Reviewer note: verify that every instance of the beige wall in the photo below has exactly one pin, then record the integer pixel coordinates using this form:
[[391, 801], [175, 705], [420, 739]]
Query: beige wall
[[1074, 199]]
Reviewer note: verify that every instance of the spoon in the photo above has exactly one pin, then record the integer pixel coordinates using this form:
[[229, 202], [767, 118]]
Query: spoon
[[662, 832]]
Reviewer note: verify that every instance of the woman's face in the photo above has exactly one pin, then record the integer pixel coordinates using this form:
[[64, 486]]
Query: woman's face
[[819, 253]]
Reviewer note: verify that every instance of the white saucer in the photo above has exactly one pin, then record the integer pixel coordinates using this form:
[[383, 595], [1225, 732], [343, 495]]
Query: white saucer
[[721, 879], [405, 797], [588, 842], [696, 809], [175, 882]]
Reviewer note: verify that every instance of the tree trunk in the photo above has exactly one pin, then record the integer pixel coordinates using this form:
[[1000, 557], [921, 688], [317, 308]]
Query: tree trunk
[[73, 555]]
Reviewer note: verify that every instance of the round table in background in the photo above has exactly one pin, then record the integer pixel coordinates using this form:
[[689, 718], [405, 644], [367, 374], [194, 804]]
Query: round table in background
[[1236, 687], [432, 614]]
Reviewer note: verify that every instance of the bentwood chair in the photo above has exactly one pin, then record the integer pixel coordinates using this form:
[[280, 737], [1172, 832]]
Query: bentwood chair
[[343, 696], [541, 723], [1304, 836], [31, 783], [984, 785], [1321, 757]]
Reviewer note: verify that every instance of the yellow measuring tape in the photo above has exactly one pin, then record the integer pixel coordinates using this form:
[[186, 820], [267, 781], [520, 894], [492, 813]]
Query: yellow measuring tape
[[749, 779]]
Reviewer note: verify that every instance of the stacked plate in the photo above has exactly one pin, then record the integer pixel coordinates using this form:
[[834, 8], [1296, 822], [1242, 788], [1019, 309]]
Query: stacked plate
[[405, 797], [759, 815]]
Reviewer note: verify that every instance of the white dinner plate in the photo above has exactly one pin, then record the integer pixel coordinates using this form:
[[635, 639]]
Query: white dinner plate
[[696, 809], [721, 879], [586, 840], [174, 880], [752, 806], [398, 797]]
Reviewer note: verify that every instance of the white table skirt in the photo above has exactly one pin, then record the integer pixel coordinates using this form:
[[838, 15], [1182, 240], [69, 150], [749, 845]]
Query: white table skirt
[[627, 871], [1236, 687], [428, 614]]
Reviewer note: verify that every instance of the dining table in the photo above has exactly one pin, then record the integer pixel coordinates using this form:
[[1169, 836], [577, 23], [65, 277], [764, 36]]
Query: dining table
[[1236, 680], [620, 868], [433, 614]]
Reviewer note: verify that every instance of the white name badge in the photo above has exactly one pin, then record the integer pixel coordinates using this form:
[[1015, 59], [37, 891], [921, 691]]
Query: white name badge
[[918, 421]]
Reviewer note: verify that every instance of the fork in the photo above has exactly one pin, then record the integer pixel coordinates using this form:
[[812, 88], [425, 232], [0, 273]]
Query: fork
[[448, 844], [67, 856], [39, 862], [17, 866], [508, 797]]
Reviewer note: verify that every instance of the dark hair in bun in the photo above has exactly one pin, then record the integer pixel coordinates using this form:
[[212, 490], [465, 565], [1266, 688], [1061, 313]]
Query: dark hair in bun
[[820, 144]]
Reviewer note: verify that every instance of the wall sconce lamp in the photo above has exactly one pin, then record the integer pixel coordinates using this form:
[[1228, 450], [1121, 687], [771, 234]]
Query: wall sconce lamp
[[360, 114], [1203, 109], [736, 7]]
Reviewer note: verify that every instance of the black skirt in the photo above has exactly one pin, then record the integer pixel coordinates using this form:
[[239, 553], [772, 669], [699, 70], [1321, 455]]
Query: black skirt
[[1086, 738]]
══════
• WORK ITEM
Your job is to print all of the material again, word for word.

• RESPONSE TO THE EXERCISE
Reviewer note: verify that every instance of the beige wall in the photo below has exactly one pin, then record the integer pixel coordinates using this form:
[[391, 801], [175, 705], [420, 739]]
Query: beige wall
[[1074, 199]]
Reviewer note: verify that every instance of the spoon in the photo above has exactly one pin, then record the integer pixel coordinates using this form:
[[229, 202], [767, 118]]
Query: spoon
[[662, 832]]
Reviewer note: verify that every instance of the woman's face in the photo above has exactly one pin, then record the integer pixel coordinates using this form:
[[64, 486]]
Query: woman's face
[[819, 253]]
Reviewer note: verify that every instance of the white saucer in the photo above has exactly one pin, then record the integer pixel coordinates using this form:
[[383, 595], [1225, 732], [343, 495]]
Query: white saucer
[[721, 879], [405, 797], [588, 842], [696, 809], [175, 882]]
Reviewer note: verify that every instance of the tree trunk in the photo above has exactly one pin, then record the integer pixel coordinates using this form:
[[1000, 557], [921, 688], [317, 308]]
Query: tree trunk
[[73, 555]]
Reviewer note: verify that every instance of the round table in background in the photo above has exactly one pin, then record the integer pixel coordinates using this form:
[[689, 718], [405, 644], [367, 374], [194, 804]]
Query: round table in background
[[1236, 687], [432, 614]]
Reviewer note: verify that every instance of the bentwood chair in the photo above has exactly one pin, then record the integer pixel coordinates using this form:
[[280, 737], [1172, 832]]
Query: bentwood chair
[[343, 696], [541, 723], [1304, 836], [31, 783], [984, 785], [1321, 757]]
Reviewer note: verify that every instance of the yellow measuring tape in the photo above has exactly one pin, then record the integer pixel coordinates using this form:
[[186, 820], [267, 781], [520, 894], [492, 813]]
Query: yellow measuring tape
[[749, 779]]
Reviewer note: verify that every instance of the stacked plate in the photo above has exactly one pin, then record the integer pixel coordinates using this form:
[[834, 8], [1296, 822], [1242, 788], [1019, 309]]
Query: stacked plate
[[405, 797], [759, 815]]
Reviewer note: verify that every instance of the white dinner plate in the photo above has exactly one pin, then record the integer pixel coordinates using this form:
[[635, 639]]
Query: white dinner plate
[[696, 809], [721, 879], [586, 840], [174, 880], [752, 806], [398, 797]]
Reviewer note: verify that every instance of the white table skirt in the photo above has exactly one pin, then record the integer pixel coordinates using this form:
[[838, 15], [1182, 240], [69, 150], [749, 845]]
Query: white table skirt
[[627, 871], [1236, 687], [428, 614]]
Reviewer note: verify that every instance of the dining table in the photo above has exactly one pin, then record the integer pixel coordinates using this form:
[[1169, 836], [577, 23], [65, 277], [764, 36]]
Query: dining table
[[1236, 680], [620, 868], [433, 614]]
Reviewer note: verify that every instance of the white name badge in the photo above has exactly one pin, then record the integer pixel coordinates using this form:
[[1015, 59], [37, 891], [921, 691]]
Query: white name badge
[[918, 421]]
Reviewer note: verify that every instance of the fork in the photo above has exactly one pin, then record the integer pixel coordinates using this form:
[[812, 88], [425, 232], [0, 273]]
Query: fork
[[448, 844], [67, 856], [39, 862], [17, 866], [508, 797]]
Reviewer note: verify that every instance of the dark hair in bun in the photo above has exactly one pin, then record the integer pixel coordinates using this form:
[[212, 490], [465, 565], [1266, 688], [1061, 313]]
Query: dark hair in bun
[[820, 144]]
Reviewer note: verify that every instance of the wall sconce lamp in the photo above has exactly one pin, then record the integer pixel coordinates using this form:
[[1228, 450], [1121, 687], [771, 234]]
Query: wall sconce lamp
[[360, 114], [1203, 109], [736, 7]]
Reviewer note: verify that every instance of the black skirt in the photo above has exactly one pin, then record the integer pixel coordinates using this form:
[[239, 553], [772, 669], [699, 70], [1321, 455]]
Query: black skirt
[[1086, 738]]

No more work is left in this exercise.